# Reading Data from Text Files

In [ ]:
import os
import numpy as np
import pandas as pd
from sklearn import metrics
from sklearn.decomposition import PCA
import matplotlib.pyplot as plt
from Evaluation import compute_clusters, compute_purity, compute_recall, compute_f1, compute_entropy

# Reading Data from Text Files

In [ ]:
data_directory = "data"
training_data_means = []
evaluation_data_means = []
flattened_training_data = []
flattened_evaluation_data = []
training_labels = []
evaluation_labels = []

# Step 1: Accessing the Data Directory
activities = os.listdir(data_directory)

# Step 2: Iterating Through Activity Folders
for activity in activities:
    activity_path = os.path.join(data_directory, activity)
    activity_number = int(activity.split("a")[1])
    
    print("Activity Number:", activity_number)
    print("Activity:", activity)

(Stored records)
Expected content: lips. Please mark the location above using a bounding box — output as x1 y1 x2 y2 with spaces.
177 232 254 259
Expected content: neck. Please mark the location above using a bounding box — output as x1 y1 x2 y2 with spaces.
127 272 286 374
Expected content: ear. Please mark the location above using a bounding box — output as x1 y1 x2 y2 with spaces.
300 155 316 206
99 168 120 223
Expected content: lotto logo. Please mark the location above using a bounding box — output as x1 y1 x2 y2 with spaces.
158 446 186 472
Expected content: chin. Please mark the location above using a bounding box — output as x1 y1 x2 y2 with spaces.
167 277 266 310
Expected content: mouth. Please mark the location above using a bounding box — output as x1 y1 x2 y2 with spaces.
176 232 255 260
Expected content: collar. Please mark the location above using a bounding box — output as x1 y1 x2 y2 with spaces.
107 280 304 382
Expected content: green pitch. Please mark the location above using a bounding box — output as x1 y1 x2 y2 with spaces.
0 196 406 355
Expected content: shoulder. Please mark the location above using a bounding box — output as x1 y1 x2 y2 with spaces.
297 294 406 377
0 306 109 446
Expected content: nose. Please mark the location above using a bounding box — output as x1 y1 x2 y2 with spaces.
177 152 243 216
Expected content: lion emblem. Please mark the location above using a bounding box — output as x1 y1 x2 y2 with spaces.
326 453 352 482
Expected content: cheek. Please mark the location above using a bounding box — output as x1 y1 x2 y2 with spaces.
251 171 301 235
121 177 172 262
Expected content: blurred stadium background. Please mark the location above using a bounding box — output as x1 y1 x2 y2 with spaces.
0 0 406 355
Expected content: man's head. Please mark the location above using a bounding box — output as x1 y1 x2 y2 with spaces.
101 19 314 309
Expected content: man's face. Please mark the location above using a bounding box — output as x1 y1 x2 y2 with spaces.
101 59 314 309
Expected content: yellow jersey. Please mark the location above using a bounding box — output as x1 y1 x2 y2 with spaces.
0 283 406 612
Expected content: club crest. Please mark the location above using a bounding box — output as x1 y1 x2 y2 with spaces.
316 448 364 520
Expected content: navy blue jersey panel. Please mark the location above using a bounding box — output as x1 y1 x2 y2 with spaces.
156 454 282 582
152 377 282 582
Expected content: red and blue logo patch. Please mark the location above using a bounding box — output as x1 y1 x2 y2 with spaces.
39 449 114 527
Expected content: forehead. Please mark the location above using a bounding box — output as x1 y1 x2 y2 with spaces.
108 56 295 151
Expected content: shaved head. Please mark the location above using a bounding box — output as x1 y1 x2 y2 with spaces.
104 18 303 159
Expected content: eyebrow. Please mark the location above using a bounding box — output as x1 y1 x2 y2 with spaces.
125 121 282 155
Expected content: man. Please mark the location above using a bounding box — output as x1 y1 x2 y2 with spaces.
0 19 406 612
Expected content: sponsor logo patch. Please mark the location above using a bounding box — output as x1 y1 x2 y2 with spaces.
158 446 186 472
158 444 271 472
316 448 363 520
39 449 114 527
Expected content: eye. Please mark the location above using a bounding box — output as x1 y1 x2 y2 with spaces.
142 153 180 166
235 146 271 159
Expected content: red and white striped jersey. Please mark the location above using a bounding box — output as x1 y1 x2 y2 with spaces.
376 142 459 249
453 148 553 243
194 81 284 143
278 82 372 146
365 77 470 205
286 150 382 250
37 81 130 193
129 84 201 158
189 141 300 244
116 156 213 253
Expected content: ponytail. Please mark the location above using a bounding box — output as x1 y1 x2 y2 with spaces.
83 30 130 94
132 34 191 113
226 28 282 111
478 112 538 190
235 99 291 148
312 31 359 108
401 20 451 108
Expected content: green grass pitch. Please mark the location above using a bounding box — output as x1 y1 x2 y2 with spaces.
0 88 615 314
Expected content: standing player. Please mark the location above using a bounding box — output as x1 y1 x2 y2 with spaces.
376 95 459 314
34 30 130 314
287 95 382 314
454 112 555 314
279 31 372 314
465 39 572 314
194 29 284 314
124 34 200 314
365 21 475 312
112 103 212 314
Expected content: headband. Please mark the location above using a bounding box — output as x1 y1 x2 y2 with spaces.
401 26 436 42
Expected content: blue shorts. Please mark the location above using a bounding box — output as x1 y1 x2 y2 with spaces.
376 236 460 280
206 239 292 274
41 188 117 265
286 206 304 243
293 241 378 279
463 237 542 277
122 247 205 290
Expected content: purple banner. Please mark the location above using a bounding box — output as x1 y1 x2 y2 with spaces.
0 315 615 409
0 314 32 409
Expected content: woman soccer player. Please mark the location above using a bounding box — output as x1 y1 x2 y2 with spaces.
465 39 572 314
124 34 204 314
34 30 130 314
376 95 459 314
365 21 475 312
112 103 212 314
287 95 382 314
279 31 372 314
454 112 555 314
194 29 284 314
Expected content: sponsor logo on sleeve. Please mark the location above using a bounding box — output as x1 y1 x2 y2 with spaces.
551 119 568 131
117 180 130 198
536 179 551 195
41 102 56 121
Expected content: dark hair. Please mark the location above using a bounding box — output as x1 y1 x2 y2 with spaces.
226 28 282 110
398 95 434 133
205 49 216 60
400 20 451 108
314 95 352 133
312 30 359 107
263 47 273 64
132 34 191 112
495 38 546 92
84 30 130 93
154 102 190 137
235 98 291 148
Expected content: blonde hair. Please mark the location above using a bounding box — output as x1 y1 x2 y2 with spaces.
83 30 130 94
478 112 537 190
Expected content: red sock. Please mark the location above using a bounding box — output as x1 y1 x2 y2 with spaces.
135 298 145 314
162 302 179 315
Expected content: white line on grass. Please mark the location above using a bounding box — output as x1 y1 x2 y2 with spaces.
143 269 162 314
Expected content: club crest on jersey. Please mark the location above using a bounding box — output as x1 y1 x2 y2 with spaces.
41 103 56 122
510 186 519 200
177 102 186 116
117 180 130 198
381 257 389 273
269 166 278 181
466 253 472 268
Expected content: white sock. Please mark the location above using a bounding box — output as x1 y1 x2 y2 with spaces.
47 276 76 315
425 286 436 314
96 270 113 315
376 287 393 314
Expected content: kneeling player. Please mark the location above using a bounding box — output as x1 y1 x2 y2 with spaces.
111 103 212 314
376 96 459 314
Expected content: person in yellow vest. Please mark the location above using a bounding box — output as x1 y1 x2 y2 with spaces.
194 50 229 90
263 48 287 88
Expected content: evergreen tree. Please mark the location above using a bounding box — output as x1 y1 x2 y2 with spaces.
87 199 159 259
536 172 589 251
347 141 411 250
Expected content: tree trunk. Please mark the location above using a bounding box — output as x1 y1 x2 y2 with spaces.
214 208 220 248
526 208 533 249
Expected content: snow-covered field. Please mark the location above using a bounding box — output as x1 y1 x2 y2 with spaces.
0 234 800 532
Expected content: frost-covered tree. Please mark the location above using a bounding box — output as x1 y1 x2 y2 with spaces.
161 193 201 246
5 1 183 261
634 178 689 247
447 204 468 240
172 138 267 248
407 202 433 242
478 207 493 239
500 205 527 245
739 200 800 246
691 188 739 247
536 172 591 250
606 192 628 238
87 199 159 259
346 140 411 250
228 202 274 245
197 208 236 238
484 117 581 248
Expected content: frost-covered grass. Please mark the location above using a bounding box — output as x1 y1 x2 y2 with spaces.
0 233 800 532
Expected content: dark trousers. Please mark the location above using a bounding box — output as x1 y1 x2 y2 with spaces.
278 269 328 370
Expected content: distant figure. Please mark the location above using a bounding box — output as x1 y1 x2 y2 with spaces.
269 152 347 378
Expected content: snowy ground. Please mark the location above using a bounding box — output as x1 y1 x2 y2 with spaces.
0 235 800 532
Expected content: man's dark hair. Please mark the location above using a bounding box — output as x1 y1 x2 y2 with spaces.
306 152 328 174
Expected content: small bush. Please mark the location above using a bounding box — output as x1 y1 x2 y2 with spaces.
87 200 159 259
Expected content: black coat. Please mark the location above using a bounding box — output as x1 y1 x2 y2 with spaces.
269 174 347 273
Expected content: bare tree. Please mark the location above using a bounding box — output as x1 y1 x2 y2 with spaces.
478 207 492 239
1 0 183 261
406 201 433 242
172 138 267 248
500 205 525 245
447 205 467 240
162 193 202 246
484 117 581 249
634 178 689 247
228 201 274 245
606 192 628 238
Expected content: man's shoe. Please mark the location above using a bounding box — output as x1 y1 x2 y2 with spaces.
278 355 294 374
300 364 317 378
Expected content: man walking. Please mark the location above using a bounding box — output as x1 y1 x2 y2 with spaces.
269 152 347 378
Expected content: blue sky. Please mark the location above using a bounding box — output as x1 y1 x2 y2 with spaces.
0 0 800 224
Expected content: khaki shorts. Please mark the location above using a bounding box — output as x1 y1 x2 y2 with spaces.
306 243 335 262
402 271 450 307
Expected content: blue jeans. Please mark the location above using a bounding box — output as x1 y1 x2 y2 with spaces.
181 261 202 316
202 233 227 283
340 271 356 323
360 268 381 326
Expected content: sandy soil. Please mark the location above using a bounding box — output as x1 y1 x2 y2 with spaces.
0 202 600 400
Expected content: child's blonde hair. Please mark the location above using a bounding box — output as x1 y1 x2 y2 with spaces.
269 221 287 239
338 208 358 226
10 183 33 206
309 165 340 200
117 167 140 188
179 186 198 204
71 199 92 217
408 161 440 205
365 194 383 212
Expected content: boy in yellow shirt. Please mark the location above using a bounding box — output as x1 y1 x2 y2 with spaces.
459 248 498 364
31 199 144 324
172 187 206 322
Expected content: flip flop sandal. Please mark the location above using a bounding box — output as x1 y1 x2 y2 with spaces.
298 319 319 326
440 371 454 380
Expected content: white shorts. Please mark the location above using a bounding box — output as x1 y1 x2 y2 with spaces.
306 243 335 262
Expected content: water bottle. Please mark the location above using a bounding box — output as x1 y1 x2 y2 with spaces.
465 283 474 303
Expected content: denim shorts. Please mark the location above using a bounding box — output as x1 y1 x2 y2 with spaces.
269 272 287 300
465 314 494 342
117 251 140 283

What this exercise asks:
1 - From the notebook on reading data from text files, extract the passage between "training_data_means = []" and "activities = os.listdir(data_directory)", inclusive.
2 - In the notebook on reading data from text files, what string value is assigned to the variable data_directory?
3 - Write the code that comes next in the notebook on reading data from text files, picking up after its final line.

Outputs by task:
1 -
training_data_means = []
evaluation_data_means = []
flattened_training_data = []
flattened_evaluation_data = []
training_labels = []
evaluation_labels = []

# Step 1: Accessing the Data Directory
activities = os.listdir(data_directory)

2 - "data"

3 -
    training_labels.extend([activity_number] * 48 * 8)  # 48 segments for training
    evaluation_labels.extend([activity_number] * 12 * 8)  # 12 segments for evaluation
    
    
    # Step 3: Iterating Through Subject Folders
    subjects = os.listdir(activity_path)
    for subject in subjects:
        subject_path = os.path.join(activity_path, subject)
        
        # Step 4: Reading Text Files (Segments)
        segments = os.listdir(subject_path)
        training_segments = segments[:48]  # First 48 segments for training
        evaluation_segments = segments[48:]  # Rest for evaluation
        
        for segment_file in training_segments:
            segment_file_path = os.path.join(subject_path, segment_file)
            with open(segment_file_path, 'r') as file:
                segment_data = np.loadtxt(file, delimiter=',')
                mean_data = np.mean(segment_data, axis=0)  # Taking mean along columns
                training_data_means.append(mean_data)
                
                flattened_data = segment_data.flatten()  # Flattening the segment
                flattened_training_data.append(flattened_data)
        
        for segment_file in evaluation_segments:
            segment_file_path = os.path.join(subject_path, segment_file)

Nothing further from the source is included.